▸ DATA TO PROCESS:
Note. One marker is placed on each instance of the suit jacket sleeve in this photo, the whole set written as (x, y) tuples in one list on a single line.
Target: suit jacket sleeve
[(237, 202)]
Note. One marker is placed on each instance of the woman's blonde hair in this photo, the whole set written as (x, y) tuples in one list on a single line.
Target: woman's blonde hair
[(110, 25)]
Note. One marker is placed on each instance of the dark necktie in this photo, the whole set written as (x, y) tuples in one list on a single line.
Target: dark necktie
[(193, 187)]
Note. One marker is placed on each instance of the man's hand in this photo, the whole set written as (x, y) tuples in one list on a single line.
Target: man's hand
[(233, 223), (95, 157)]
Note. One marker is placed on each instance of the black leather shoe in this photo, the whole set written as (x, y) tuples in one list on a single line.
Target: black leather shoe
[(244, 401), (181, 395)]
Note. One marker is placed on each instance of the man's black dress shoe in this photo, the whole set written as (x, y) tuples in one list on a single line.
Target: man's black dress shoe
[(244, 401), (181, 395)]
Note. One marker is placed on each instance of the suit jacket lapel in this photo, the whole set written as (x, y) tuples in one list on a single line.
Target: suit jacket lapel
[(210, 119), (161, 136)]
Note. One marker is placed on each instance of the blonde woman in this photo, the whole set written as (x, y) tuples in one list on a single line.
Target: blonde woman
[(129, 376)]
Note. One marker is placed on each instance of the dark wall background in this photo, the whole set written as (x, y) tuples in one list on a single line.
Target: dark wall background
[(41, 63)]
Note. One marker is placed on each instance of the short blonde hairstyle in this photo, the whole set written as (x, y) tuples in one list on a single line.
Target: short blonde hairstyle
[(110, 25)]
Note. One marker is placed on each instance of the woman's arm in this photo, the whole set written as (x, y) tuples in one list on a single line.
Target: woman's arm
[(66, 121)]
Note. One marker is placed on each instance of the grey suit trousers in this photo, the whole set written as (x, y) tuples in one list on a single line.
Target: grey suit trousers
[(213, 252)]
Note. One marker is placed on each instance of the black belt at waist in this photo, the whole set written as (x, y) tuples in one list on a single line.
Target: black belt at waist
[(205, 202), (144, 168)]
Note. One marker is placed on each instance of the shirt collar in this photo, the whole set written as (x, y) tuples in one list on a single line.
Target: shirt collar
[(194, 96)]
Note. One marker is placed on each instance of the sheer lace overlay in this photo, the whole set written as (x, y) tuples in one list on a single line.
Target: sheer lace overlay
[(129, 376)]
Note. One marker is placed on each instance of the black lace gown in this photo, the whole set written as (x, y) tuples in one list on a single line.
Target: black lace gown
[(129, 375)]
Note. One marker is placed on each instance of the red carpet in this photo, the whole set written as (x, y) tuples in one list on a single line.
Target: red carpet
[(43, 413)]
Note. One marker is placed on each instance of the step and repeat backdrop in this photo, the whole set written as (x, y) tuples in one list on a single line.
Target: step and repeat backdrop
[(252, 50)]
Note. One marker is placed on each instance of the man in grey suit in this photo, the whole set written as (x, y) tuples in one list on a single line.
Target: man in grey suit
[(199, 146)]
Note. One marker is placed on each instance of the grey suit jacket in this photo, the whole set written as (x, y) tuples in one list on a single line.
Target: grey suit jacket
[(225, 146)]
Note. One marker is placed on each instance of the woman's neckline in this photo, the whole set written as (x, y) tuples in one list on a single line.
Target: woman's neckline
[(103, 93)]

▸ TASK REQUIREMENTS: After reading through the records, retype all of them exactly.

▸ SOLUTION:
Note. One marker is placed on each instance of the suit jacket sleeve in this photo, the whole set written as (x, y) tuples in one list on a single line.
Target: suit jacket sleeve
[(237, 202)]
Note. One marker is placed on each instance of the woman's blonde hair in this photo, the whole set written as (x, y) tuples in one list on a single line.
Target: woman's blonde hair
[(110, 25)]
Note. One marker is placed on each instance of the dark necktie in this photo, the whole set written as (x, y) tuples in one list on a single line.
Target: dark necktie
[(193, 187)]
Note. One marker is placed on each instance of the man's hand in this photo, the whole set written as (x, y) tuples in one list on a single line.
Target: man's hand
[(233, 223), (95, 157)]
Note. One marker is placed on each instance of the black leather shoe in this photo, the whole set written as (x, y) tuples in one list on a single line.
Target: black leather shoe
[(244, 401), (181, 395)]
Note. One marker is placed on each instance of the man's black dress shoe in this photo, the whole set written as (x, y) tuples in one list on a single line.
Target: man's black dress shoe
[(244, 401), (181, 395)]
Note. One marker is placed on each instance of the suit jacket lapel in this photo, the whole set written as (x, y) tuples in one list on a single line.
Target: suit jacket lapel
[(210, 119), (161, 136)]
Note. One marker is placed on each instance of the blonde woman in this photo, the whole set written as (x, y) tuples in one list on a single line.
Target: blonde woman
[(129, 376)]
Note. One marker is placed on each instance of the dark wall background in this photo, the whole set written as (x, y) tuples in one list on a single line.
Target: dark wall background
[(41, 63)]
Note. One marker is placed on each instance of the short blonde hairstyle in this photo, the whole set written as (x, y) tuples in one list on a single line.
Target: short blonde hairstyle
[(110, 25)]
Note. One marker is placed on each instance of the woman's arm in this photo, the whole set written as (x, y) tuples in one list on a single line.
Target: woman's arm
[(66, 121)]
Note. One marker is placed on each instance of the grey suit trousers in this photo, the whole set written as (x, y) tuples in one list on a single line.
Target: grey suit trousers
[(213, 252)]
Note. One marker is placed on each instance of the black belt at waist in this photo, the whole set written as (x, y) tuples in one list on a single line.
Target: black belt at waist
[(205, 202), (144, 168)]
Note. One marker is placed on each instance of the shirt collar in this photo, the whole set written as (x, y) tuples in one list on a single line.
Target: shirt collar
[(194, 96)]
Note. One marker is placed on each instance of the sheer lace overlay in this photo, the whole set written as (x, y) tuples in one list on a single line.
Target: sheer lace overlay
[(129, 376)]
Note. One marker is placed on each instance of the black lace gown in this photo, the whole set written as (x, y) tuples in one list on a single line.
Target: black lace gown
[(129, 375)]
Note. One marker is placed on each instance of the red carpet in this photo, the whole set written as (x, y) tuples in one list on a single line.
Target: red carpet
[(43, 413)]
Note. One marker is placed on each instance of the step and repeat backdrop in this photo, the whole set written as (x, y) tuples in one list on a single line.
Target: step and repeat backdrop
[(252, 50)]
Note. One marker is placed on each instance of the man in grey suit in this photo, the whole set written as (x, y) tuples in one list on a single line.
Target: man in grey suit
[(199, 146)]
Note. One marker is placed on each instance of the grey suit jacket in this photo, the whole set written as (x, y) tuples in one list on a single line.
Target: grey suit jacket
[(225, 146)]
Note. One marker is placed on each instance of the woman's neckline in this photo, the whole set written as (x, y) tuples in one list on a single line.
Target: woman's neckline
[(103, 93)]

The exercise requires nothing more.